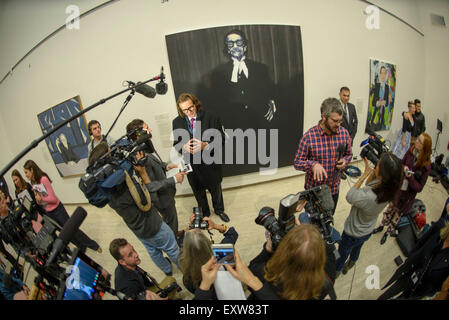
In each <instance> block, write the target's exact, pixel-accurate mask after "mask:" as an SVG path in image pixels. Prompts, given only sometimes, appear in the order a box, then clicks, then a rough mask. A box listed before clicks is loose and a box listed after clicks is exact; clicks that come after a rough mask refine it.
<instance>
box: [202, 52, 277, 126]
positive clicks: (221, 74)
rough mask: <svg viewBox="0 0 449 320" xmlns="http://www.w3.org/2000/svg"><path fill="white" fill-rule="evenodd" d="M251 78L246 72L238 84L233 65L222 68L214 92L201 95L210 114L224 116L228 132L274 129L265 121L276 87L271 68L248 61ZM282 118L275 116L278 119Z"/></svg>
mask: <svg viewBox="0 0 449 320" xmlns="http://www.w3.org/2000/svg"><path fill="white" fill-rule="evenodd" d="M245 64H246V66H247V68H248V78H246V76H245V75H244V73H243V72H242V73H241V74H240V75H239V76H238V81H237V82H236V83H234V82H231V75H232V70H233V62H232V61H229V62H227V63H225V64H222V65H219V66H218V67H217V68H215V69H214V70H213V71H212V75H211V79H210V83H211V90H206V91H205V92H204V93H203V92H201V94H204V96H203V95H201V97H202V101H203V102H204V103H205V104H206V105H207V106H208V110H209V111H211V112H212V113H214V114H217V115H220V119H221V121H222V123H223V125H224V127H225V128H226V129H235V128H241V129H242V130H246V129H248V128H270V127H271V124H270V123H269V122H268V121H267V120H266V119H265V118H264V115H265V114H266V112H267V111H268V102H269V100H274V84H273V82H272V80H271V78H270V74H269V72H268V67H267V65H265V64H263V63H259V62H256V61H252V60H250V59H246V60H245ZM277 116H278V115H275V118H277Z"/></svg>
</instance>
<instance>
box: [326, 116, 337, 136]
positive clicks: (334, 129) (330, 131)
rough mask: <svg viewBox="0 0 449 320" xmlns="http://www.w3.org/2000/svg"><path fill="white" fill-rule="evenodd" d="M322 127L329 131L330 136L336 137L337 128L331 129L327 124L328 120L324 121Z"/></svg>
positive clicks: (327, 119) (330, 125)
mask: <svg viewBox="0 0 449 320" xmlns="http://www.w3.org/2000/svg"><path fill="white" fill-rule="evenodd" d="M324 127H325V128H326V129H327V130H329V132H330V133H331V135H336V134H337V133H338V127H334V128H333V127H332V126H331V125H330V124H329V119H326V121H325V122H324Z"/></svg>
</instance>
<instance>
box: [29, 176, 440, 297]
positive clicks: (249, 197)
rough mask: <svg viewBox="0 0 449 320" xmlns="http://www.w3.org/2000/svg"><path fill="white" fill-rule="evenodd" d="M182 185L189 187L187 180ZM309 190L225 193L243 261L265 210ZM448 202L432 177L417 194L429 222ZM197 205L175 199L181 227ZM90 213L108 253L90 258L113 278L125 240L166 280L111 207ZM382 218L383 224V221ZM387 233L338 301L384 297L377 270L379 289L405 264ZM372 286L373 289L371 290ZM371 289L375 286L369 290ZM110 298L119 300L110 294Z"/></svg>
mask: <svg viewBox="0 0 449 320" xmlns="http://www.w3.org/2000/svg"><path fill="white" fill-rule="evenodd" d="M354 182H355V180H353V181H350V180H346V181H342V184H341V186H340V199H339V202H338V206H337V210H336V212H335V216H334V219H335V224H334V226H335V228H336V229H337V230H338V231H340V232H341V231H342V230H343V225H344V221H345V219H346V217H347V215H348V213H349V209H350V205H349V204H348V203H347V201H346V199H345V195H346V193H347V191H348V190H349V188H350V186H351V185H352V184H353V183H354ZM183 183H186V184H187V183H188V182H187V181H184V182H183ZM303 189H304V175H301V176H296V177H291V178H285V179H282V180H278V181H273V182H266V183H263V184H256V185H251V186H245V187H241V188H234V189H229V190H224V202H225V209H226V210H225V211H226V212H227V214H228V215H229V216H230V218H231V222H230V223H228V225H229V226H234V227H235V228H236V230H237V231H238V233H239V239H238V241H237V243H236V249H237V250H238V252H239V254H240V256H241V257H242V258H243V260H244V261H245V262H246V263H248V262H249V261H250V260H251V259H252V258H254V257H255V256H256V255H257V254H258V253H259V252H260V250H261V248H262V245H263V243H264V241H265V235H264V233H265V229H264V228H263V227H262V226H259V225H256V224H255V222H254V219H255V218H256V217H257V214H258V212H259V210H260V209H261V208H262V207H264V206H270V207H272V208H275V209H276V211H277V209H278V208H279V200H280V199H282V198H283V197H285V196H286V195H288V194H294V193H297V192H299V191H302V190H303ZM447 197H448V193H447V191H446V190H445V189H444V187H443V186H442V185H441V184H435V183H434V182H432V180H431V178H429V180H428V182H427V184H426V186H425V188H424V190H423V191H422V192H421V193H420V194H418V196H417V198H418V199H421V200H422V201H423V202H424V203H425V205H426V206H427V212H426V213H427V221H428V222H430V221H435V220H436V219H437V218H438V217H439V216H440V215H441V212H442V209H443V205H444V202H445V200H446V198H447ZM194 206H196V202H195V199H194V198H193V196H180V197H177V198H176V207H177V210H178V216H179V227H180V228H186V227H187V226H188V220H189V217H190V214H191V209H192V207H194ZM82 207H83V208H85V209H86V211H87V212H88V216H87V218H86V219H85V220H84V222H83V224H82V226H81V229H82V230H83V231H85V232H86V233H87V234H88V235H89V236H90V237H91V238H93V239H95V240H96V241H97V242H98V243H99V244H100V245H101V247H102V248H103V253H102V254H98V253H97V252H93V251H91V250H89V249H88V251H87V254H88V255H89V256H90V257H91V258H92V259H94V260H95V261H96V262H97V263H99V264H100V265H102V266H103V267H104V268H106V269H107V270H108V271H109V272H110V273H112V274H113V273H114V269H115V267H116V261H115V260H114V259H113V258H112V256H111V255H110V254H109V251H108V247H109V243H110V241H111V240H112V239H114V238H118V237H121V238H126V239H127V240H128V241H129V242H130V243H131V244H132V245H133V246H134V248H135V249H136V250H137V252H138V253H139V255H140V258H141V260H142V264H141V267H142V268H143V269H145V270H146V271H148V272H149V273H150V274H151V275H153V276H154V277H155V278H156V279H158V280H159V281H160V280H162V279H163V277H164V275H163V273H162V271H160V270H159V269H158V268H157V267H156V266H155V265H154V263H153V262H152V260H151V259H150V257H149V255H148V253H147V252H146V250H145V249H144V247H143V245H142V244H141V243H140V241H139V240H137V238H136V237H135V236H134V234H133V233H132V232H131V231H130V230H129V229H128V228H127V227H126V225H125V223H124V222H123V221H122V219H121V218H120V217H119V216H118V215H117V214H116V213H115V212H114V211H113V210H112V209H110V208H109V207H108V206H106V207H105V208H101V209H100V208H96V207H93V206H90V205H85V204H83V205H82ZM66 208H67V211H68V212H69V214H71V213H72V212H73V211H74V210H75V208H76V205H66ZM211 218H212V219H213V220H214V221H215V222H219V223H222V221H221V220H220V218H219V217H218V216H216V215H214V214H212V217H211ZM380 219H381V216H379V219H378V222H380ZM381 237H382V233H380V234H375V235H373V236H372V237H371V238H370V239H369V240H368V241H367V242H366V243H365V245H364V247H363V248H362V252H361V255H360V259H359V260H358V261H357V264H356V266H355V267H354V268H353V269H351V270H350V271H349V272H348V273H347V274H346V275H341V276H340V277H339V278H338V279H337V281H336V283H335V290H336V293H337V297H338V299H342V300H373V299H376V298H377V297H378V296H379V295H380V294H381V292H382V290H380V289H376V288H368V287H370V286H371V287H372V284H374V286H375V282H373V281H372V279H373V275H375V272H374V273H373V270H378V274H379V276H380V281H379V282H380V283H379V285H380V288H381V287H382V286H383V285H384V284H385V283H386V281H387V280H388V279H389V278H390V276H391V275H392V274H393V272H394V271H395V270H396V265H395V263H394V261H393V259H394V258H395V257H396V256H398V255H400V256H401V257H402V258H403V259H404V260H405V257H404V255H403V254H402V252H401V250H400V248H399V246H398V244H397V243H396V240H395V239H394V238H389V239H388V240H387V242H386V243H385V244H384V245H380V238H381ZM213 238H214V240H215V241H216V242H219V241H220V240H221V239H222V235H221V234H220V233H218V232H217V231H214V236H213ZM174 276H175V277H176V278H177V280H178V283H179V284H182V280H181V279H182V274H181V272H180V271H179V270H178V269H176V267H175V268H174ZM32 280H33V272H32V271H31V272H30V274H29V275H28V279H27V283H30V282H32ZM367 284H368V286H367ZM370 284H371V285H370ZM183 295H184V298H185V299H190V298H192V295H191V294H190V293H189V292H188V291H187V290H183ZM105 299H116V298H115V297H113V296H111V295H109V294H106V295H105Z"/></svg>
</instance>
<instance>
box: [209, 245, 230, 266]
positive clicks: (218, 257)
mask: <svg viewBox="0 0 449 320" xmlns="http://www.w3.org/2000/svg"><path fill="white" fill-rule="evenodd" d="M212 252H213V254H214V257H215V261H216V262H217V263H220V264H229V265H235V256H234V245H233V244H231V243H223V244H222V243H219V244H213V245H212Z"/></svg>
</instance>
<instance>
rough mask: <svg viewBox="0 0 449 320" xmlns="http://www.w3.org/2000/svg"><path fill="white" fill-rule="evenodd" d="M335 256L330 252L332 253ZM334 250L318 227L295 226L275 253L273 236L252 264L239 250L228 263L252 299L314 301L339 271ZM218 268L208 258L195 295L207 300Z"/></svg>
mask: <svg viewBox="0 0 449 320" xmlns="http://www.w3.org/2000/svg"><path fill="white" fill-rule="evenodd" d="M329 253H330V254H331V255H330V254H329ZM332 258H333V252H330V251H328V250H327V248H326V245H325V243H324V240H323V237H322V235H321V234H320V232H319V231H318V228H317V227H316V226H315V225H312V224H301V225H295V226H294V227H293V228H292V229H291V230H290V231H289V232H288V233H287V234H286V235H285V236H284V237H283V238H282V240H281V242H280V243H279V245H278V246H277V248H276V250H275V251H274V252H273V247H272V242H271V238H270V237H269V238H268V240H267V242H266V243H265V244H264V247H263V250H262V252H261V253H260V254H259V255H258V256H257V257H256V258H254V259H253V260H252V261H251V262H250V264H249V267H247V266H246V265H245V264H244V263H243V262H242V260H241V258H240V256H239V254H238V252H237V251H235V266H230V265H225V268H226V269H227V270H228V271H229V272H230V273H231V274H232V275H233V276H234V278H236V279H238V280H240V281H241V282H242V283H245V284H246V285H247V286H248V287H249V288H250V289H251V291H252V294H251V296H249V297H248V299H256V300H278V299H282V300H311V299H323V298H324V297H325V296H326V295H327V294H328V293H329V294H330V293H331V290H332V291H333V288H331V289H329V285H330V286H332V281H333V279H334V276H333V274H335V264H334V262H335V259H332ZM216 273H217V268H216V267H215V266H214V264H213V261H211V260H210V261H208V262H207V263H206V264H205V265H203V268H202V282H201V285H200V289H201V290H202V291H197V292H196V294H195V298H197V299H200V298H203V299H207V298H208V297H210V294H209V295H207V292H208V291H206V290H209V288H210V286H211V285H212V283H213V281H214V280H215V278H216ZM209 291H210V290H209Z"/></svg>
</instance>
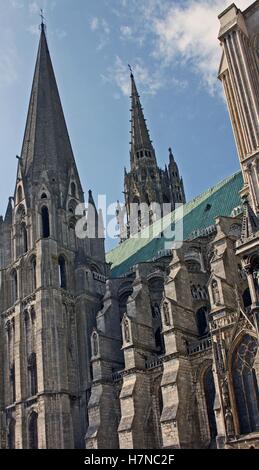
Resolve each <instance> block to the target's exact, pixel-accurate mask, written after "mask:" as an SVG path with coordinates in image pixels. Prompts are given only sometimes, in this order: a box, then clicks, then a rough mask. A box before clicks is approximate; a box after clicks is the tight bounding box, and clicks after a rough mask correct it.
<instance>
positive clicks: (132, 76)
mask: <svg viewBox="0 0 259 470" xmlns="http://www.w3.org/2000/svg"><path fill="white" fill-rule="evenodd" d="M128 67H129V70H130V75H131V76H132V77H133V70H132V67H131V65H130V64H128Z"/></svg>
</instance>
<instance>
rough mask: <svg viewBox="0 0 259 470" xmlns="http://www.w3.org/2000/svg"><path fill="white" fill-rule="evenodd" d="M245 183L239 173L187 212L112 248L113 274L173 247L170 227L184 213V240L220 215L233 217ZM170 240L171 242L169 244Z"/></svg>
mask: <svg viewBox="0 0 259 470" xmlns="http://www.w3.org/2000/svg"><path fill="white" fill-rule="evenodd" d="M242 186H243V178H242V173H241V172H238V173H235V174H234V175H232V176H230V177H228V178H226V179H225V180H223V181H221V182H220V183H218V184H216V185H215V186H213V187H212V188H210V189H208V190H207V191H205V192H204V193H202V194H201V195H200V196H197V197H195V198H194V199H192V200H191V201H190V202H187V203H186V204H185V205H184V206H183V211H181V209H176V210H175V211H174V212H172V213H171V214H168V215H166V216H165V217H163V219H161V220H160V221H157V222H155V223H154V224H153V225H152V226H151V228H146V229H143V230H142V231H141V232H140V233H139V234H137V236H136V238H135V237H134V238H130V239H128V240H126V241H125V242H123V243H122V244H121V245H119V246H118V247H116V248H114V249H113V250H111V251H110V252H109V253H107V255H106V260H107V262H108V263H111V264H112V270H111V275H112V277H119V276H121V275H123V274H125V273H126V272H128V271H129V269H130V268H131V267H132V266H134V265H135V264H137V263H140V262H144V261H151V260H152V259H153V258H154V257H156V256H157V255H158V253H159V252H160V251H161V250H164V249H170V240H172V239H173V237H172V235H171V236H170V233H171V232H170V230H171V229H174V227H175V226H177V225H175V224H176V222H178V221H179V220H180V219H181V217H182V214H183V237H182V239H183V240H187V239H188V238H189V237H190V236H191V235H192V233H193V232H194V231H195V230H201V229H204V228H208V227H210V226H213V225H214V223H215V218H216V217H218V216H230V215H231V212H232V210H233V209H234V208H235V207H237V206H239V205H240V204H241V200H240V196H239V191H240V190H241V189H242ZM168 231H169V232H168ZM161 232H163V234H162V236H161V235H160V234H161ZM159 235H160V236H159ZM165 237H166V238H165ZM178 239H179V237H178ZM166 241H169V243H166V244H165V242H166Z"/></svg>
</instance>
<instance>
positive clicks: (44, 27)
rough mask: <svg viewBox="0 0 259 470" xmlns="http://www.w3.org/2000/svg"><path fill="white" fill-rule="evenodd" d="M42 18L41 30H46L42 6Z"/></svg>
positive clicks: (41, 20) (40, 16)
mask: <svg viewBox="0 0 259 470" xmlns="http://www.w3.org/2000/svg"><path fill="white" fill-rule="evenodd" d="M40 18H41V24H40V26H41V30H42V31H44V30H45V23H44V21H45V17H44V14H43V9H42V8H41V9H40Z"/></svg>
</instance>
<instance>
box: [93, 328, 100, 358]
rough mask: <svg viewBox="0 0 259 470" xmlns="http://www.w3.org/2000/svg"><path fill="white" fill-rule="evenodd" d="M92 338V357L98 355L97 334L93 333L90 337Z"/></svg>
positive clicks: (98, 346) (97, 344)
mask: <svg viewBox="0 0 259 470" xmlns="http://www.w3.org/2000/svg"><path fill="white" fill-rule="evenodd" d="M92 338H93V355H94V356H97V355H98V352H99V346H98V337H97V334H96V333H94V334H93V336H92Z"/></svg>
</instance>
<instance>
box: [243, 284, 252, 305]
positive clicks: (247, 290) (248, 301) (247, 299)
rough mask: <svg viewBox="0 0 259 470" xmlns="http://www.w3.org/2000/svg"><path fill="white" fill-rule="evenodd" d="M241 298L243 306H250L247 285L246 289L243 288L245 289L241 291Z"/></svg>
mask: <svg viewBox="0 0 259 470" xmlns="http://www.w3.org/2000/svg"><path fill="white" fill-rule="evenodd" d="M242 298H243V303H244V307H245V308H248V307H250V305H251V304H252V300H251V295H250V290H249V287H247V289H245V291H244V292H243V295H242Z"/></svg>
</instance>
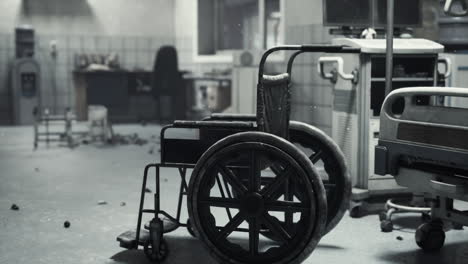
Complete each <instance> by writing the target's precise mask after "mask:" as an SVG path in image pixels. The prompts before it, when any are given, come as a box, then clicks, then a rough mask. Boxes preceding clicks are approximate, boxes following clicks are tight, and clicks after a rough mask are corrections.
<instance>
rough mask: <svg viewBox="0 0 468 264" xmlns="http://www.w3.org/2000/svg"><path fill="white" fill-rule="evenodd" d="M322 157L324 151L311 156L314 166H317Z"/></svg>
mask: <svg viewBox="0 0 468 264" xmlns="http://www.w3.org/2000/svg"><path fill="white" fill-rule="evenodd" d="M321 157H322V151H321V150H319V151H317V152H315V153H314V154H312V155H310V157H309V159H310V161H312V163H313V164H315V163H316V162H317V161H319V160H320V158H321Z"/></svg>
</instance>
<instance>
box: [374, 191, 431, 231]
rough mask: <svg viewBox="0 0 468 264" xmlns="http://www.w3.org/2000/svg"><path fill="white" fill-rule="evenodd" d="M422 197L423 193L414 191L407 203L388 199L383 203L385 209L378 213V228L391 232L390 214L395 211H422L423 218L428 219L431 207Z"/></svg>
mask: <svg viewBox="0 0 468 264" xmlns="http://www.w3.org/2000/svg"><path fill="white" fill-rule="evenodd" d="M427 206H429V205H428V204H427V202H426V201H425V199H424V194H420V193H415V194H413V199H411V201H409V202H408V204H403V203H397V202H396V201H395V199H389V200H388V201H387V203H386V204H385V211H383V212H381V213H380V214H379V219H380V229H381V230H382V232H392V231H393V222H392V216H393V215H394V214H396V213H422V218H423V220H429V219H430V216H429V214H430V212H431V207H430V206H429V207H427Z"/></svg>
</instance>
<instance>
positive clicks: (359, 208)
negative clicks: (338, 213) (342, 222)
-- -- --
▶ _Assignment_:
Pull together all lines from the data that mention the word "tight".

▶ _Task answer_:
Resolve each <instance> block to the target's exact, pixel-accurate mask, written after "mask:" as an SVG path with coordinates in image pixels. Prompts are given only sometimes, in this order: a box, then clicks, then a rough mask. A box before clicks is approximate; a box after clicks is the tight bounding box, and clicks after a rough mask correct it.
Complete each <instance> by writing the target's precise mask after "mask:" as an SVG path in image pixels. The prompts before it, when any are given, come as a box, then clicks, then a rough mask. Boxes preceding clicks are approximate, boxes following clicks are tight, and clicks after a rough mask are corrections.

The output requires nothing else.